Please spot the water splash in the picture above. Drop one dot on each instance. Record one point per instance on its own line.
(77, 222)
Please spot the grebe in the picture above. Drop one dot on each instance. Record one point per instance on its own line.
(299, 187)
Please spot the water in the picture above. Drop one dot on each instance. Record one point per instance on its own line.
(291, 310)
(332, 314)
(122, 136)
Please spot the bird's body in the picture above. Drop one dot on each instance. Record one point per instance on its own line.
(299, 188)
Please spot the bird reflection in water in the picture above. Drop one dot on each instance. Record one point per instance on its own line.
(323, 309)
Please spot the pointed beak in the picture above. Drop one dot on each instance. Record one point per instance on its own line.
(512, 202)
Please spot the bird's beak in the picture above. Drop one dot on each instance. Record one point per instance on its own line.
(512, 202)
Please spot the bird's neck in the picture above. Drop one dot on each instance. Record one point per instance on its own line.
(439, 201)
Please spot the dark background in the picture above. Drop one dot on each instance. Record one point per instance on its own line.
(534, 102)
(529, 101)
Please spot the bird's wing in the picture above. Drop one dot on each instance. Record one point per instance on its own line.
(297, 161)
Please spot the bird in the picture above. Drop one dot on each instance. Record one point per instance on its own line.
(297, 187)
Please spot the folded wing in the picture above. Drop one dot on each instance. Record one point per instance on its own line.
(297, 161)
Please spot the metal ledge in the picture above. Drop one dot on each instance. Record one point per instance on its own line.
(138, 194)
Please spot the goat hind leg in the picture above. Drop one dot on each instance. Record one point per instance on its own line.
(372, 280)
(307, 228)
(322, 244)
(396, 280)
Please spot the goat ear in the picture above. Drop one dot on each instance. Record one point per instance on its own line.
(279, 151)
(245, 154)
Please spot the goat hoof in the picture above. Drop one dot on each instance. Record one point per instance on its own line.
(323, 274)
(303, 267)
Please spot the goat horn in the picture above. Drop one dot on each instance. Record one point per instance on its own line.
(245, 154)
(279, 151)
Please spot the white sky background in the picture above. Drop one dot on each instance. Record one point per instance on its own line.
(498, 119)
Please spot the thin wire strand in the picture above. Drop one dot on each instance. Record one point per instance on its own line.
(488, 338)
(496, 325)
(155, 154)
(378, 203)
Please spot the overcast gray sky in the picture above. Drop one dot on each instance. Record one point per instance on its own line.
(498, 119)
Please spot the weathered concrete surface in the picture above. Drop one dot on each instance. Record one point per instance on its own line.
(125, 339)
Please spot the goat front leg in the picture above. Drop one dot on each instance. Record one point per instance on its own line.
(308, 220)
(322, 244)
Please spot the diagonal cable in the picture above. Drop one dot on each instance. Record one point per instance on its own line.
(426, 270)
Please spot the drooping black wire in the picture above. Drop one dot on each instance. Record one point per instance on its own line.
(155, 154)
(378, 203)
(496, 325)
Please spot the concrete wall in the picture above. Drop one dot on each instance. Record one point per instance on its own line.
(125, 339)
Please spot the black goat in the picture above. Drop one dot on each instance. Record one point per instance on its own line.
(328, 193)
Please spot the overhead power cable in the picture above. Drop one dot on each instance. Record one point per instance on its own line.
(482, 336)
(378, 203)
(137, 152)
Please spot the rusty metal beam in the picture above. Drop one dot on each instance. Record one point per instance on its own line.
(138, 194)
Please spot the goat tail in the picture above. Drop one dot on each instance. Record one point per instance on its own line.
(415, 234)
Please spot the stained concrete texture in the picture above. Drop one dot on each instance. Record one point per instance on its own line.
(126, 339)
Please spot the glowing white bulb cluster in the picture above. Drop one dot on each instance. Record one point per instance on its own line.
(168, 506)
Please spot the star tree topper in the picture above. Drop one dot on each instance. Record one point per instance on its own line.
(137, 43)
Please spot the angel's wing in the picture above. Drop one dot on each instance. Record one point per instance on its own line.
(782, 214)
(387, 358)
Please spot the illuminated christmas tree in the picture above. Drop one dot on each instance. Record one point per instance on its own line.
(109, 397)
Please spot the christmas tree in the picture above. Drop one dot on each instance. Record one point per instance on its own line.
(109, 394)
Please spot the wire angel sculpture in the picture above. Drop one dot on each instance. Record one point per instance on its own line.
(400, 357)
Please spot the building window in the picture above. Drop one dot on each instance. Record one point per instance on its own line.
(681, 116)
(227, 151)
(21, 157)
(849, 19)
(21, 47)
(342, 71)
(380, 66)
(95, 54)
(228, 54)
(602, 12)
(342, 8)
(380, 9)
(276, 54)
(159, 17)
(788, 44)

_Work instruction:_ Without altering a single word, repeat the material.

_Response to the exercise:_
Please spot the water splash in the picture above. Drop one dot on each instance. Record one point per instance on its own line.
(77, 222)
Please spot the grebe in the picture above. Drop one dot on each instance. Record one point per instance on its own line.
(299, 187)
Please spot the water in the picture above. Drop one dot on each instance. Record one point per instance on its own line.
(291, 310)
(332, 314)
(122, 136)
Please spot the bird's body in the picture above. Drop one dot on each instance. Record one point per instance on its own line.
(299, 188)
Please spot the bird reflection in water in the picture above. Drop one dot on each instance. Record one point per instance on its own line.
(323, 309)
Please spot the pointed beak in the picture above. Drop one dot on each instance. Record one point per instance on its own line.
(512, 202)
Please spot the bird's beak in the picture above. Drop one dot on each instance. Record one point per instance on its own line.
(512, 202)
Please spot the bird's neck in the picture above. Drop one dot on each instance. Record one point per instance on its own line.
(439, 201)
Please spot the dark background in the picture above. Drop one dot on each instance. Record one point per instance on its own line.
(534, 102)
(529, 101)
Please spot the bird's wing in the picture above. Drop one dot on each instance. Record one point per instance on its own line.
(297, 161)
Please spot the bird in the picture above. Drop one dot on each instance. Record one point per instance on its own line.
(297, 187)
Please spot the folded wing in the picture above. Drop one dot on each instance. Record one point per instance on its own line.
(297, 161)
Please spot the metal ledge in the picture above. Drop one dot on each instance. Record one point per instance on its own line.
(138, 194)
Please spot the goat hind leg in the picture above. Drop one dot on each instance. Record one point per instance on its own line.
(372, 280)
(307, 228)
(322, 244)
(396, 280)
Please spot the goat ear in the picture above. Drop one dot on each instance. Record one point per instance on its own line.
(279, 151)
(245, 154)
Please spot the goat hoof in the picture above. Drop one dot on each instance. Record one point per instance on its own line.
(323, 274)
(303, 267)
Please spot the goat horn in the picture above. Drop one dot on each instance. Record one point per instance on its own line.
(245, 154)
(279, 151)
Please spot the white sky background in the picture above. Drop one dot on each instance. Record one point per instance on its own line.
(498, 119)
Please spot the thin wire strand in the picture above. Drop one dot on each instance. Record one point per instance on its own line.
(488, 338)
(496, 325)
(155, 154)
(378, 203)
Please spot the overcast gray sky in the picture above. Drop one dot on each instance. Record one point per instance on its own line.
(498, 119)
Please spot the weathered concrete surface in the picture above. Drop one dot on each instance. Record one point per instance on its own line.
(125, 339)
Please spot the goat front leg in the picture above. Drop one dot on each instance. Record one point per instance on its own line.
(308, 220)
(322, 244)
Please spot the diagonal cable in the picture above. Drop one dot on each instance. Record one point per instance on its own line.
(426, 270)
Please spot the drooping black wire in the picture above. Drop one dot on each instance. Record one point per instance on its own line.
(155, 154)
(378, 203)
(496, 325)
Please spot the concrete wall in the picture above. Drop one dot on each instance. Record one point per instance on its own line.
(125, 339)
Please spot the black goat in the picture above. Drop one dot on each instance. Record one point per instance on its own line.
(328, 193)
Please spot the overhead power cable in the picture above. Drop one dot on each instance. Record one point per instance on its own line.
(482, 336)
(378, 203)
(137, 152)
Please spot the rusty metal beam in the picture above. Drop one dot on each instance. Record one point per instance on its own line.
(138, 194)
Please spot the goat tail in the picture above. Drop one dot on each instance. Record one point per instance on its own line.
(415, 234)
Please spot the stained concrete texture in the picture above. Drop one dot on each instance. Record one point per instance on its own line.
(126, 339)
Please spot the glowing white bulb cluster in the picture above. Drop one dot on each instance. Record one point per instance on its own line.
(168, 506)
Please spot the star tree topper in the picture above. Drop one dot on each instance. Record one point per instance on its own line.
(137, 43)
Please spot the angel's wing in the picture above. Drop one dot on each instance. Record one point per instance on its own line.
(782, 214)
(387, 358)
Please spot the illuminated christmas tree in the picture above. Drop one dot on each instance. Record one point per instance on its own line.
(109, 397)
Please spot the christmas tree in the picture above. Drop one dot on each instance. Record one point per instance on its own line.
(109, 394)
Please spot the wire angel sculpture in the picture above. Drop one dot on each instance. Record one point per instance on its own line.
(400, 357)
Please spot the building window in the picture above. Drop one dot on each instance. Record one point per instance on its own line.
(681, 116)
(227, 151)
(21, 157)
(849, 19)
(21, 47)
(342, 71)
(380, 66)
(95, 54)
(228, 54)
(602, 12)
(342, 8)
(380, 9)
(276, 54)
(159, 17)
(788, 44)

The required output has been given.